Lay out the rows from their beginning up to and including the line with "positive clicks: (639, 244)" as a Markdown table with the columns Line No. and Content, skipping any blank lines.

[Collected data entries]
═══
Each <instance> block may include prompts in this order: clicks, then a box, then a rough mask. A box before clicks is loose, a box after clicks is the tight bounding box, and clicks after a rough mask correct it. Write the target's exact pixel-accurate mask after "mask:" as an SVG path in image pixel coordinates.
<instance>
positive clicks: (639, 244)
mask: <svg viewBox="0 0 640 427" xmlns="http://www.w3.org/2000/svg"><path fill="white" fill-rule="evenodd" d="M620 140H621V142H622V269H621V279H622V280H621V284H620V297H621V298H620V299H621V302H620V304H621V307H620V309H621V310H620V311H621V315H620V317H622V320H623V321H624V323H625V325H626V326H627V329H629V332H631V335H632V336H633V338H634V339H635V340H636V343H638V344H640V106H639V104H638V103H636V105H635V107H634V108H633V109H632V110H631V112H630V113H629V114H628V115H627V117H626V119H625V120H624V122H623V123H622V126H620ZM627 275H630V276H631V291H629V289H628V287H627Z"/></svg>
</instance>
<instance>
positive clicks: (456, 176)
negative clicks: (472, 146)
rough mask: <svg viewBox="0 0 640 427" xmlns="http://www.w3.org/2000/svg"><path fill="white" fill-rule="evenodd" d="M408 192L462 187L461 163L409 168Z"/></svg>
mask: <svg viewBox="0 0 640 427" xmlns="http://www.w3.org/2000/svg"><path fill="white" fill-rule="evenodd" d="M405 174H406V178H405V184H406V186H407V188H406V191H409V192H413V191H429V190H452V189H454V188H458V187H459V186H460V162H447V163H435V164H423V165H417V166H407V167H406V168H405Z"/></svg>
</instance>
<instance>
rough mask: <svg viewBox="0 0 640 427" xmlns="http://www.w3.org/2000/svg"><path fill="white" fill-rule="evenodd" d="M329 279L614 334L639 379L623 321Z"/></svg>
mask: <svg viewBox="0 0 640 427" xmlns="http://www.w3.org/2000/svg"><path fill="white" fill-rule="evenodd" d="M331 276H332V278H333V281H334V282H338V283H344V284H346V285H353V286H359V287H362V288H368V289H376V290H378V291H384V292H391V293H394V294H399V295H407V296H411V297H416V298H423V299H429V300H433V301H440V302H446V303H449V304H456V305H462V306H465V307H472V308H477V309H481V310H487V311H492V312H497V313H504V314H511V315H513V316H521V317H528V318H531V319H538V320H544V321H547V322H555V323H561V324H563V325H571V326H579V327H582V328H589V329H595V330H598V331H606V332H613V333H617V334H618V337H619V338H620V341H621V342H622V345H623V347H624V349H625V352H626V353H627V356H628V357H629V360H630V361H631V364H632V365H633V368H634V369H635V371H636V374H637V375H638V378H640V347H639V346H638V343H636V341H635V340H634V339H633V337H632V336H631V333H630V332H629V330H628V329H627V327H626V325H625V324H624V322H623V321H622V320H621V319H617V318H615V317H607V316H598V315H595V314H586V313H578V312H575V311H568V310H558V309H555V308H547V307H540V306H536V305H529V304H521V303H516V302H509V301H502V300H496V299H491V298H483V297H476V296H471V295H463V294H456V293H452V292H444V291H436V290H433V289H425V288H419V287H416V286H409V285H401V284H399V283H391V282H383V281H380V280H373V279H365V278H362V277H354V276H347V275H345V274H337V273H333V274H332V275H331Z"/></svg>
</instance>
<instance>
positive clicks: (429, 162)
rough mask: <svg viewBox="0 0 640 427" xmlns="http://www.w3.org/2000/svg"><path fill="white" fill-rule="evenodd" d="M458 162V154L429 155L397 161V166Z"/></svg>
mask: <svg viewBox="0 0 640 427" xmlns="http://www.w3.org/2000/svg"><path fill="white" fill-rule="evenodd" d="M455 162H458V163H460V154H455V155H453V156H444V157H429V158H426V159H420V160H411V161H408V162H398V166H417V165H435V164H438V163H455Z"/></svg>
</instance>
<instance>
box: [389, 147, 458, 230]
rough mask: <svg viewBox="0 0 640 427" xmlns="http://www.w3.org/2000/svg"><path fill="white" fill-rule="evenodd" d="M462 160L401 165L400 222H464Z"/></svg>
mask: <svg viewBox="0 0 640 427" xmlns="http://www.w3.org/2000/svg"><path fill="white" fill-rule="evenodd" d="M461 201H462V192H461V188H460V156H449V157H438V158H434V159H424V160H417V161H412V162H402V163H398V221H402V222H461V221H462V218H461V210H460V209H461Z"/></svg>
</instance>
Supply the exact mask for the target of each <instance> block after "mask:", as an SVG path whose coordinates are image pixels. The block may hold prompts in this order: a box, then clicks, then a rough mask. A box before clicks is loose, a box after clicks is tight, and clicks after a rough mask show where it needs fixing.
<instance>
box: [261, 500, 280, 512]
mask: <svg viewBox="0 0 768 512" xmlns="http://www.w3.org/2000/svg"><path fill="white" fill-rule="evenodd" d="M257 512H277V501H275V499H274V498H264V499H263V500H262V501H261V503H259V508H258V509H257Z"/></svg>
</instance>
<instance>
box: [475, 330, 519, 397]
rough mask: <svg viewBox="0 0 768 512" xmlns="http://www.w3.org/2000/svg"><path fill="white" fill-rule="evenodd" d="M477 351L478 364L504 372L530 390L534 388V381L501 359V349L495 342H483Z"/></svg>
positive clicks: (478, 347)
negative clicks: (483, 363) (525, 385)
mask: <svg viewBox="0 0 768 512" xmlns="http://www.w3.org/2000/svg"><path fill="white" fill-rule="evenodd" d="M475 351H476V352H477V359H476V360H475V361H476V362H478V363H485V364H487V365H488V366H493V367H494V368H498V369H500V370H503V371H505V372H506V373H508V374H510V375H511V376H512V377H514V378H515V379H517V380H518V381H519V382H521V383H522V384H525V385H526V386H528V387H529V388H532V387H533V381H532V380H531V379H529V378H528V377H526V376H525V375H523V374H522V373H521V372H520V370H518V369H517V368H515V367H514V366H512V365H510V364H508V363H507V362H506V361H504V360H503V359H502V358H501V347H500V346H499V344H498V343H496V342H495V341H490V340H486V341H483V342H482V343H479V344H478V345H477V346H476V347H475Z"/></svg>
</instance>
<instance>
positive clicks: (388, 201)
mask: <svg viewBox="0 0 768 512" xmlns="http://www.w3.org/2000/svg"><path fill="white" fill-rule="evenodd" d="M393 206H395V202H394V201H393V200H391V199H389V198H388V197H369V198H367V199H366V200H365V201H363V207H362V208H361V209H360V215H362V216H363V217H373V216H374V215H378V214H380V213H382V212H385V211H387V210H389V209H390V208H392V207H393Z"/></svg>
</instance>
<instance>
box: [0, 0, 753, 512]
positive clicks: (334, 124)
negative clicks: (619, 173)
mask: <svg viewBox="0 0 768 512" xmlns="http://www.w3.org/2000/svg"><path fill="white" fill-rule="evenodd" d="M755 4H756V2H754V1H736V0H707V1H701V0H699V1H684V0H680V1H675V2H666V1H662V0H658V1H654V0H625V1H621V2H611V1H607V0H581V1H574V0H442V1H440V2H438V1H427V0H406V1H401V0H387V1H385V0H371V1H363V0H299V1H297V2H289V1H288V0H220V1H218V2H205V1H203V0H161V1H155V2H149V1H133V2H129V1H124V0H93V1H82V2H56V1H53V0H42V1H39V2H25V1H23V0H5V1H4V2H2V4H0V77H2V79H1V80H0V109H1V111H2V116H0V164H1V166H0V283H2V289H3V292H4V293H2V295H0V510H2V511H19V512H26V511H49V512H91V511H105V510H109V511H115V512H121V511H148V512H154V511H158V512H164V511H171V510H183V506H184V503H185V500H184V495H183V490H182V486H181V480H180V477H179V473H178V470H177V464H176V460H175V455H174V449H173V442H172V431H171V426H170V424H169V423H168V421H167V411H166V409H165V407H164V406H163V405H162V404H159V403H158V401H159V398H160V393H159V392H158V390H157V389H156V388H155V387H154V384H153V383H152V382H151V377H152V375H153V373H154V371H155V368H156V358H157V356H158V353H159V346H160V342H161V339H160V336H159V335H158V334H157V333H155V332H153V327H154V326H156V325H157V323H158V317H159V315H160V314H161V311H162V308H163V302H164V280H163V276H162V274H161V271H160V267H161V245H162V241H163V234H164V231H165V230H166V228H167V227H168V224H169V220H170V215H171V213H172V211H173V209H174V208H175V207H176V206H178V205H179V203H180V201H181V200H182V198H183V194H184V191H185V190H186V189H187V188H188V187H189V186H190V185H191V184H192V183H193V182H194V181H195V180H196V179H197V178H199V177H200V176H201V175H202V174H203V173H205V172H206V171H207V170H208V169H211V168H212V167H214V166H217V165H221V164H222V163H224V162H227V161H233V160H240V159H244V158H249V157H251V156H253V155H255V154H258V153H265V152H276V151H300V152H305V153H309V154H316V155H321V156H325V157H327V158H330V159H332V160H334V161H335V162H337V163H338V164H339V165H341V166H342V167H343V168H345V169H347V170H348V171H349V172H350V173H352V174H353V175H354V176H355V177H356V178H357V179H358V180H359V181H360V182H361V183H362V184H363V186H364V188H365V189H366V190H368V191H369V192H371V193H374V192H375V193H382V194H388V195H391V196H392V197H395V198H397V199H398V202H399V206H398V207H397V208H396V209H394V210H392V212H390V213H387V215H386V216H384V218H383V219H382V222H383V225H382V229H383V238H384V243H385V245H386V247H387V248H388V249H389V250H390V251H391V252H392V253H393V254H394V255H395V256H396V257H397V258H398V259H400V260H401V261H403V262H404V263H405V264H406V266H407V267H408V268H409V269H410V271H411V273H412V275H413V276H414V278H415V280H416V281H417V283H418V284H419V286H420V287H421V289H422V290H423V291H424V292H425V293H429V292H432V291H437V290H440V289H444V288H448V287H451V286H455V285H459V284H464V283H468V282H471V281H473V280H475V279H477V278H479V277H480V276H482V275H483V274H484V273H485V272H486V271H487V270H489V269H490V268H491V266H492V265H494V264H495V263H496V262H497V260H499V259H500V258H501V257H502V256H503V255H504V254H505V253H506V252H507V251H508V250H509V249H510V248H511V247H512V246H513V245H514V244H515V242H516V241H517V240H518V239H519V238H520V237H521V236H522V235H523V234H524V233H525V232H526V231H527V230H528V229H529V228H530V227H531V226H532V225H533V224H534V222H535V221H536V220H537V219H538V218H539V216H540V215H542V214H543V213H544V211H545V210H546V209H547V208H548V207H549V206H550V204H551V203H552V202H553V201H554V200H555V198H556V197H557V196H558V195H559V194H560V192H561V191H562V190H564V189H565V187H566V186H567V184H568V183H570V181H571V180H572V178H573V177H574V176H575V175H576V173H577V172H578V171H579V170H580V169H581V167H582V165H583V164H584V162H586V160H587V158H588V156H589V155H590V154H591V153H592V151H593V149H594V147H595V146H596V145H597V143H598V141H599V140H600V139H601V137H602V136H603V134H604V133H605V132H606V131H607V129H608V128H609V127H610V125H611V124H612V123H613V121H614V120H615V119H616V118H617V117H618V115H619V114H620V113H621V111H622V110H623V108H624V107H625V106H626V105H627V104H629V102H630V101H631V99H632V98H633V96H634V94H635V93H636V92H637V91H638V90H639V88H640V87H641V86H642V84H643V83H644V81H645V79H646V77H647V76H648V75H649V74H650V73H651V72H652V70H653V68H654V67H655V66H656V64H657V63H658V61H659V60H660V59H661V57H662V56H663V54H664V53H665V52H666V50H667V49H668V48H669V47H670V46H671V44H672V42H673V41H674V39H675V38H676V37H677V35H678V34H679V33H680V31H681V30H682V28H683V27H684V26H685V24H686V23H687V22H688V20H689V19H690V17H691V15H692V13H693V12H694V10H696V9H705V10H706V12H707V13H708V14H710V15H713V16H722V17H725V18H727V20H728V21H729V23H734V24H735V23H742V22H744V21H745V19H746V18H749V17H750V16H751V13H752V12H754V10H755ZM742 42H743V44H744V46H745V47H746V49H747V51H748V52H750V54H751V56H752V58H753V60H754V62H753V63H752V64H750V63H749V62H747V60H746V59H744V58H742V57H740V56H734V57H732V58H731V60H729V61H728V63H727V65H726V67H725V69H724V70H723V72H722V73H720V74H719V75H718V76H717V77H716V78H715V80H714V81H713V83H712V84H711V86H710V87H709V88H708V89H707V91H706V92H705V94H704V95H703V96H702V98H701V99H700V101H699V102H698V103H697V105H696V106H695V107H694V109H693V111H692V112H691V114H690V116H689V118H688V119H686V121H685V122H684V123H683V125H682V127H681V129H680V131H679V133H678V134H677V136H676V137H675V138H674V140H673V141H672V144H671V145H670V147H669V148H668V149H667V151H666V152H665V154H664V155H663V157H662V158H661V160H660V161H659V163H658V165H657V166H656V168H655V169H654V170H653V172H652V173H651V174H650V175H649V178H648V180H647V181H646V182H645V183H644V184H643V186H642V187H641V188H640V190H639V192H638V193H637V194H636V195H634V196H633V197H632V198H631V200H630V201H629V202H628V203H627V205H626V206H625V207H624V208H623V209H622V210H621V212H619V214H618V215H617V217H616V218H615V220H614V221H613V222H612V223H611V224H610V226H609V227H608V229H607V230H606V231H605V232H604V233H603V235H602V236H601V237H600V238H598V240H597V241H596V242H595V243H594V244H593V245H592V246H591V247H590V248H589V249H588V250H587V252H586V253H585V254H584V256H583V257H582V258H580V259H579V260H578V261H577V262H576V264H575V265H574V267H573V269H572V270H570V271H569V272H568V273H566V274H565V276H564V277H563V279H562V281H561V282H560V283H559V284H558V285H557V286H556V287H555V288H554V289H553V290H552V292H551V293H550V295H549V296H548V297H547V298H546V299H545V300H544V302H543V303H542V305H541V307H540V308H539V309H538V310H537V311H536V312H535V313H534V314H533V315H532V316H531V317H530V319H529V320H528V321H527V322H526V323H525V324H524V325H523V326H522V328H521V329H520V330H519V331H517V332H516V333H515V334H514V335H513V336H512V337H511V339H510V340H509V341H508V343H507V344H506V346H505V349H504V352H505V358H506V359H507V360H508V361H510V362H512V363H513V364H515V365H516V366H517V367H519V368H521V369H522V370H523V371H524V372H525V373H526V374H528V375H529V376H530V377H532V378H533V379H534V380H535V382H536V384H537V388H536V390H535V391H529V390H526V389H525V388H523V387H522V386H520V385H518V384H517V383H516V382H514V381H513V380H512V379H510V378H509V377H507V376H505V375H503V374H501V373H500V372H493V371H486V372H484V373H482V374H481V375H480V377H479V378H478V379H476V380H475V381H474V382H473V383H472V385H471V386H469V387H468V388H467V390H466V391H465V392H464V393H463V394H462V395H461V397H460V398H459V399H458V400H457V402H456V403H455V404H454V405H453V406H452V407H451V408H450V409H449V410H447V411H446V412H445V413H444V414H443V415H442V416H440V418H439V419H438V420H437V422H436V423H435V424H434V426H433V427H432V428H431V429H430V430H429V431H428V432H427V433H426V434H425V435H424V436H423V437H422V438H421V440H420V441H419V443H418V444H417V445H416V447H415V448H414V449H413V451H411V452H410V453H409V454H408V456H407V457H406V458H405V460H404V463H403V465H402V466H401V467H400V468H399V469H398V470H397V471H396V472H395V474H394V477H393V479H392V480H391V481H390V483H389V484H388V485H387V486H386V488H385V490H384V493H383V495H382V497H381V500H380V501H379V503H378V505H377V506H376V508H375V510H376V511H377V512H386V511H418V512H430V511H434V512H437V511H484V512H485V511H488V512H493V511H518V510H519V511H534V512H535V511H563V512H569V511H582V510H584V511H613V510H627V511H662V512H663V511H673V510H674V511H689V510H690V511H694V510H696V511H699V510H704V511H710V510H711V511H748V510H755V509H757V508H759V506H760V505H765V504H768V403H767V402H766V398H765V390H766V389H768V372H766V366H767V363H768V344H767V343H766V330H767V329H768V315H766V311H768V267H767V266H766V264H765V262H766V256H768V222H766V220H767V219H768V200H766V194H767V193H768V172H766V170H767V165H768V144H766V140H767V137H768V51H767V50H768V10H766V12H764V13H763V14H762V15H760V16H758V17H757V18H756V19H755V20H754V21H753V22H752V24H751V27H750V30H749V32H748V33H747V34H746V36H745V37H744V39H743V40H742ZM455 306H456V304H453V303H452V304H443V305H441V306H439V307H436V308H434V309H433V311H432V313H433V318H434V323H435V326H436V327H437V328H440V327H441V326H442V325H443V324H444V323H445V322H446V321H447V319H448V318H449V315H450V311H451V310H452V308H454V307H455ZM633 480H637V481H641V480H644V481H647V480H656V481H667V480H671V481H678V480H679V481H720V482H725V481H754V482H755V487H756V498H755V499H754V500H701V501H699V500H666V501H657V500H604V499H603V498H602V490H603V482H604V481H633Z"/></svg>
═══
Reply –
| Line No. | Content |
|---|---|
| 1 | Each <instance> block may include prompts in this order: clicks, then a box, then a rough mask. A box before clicks is loose, a box after clicks is the tight bounding box, and clicks after a rough mask correct it. Write the target's exact pixel-accurate mask after "mask:" as an SVG path in image pixel coordinates. |
| 2 | <instance> |
| 3 | positive clicks: (639, 244) |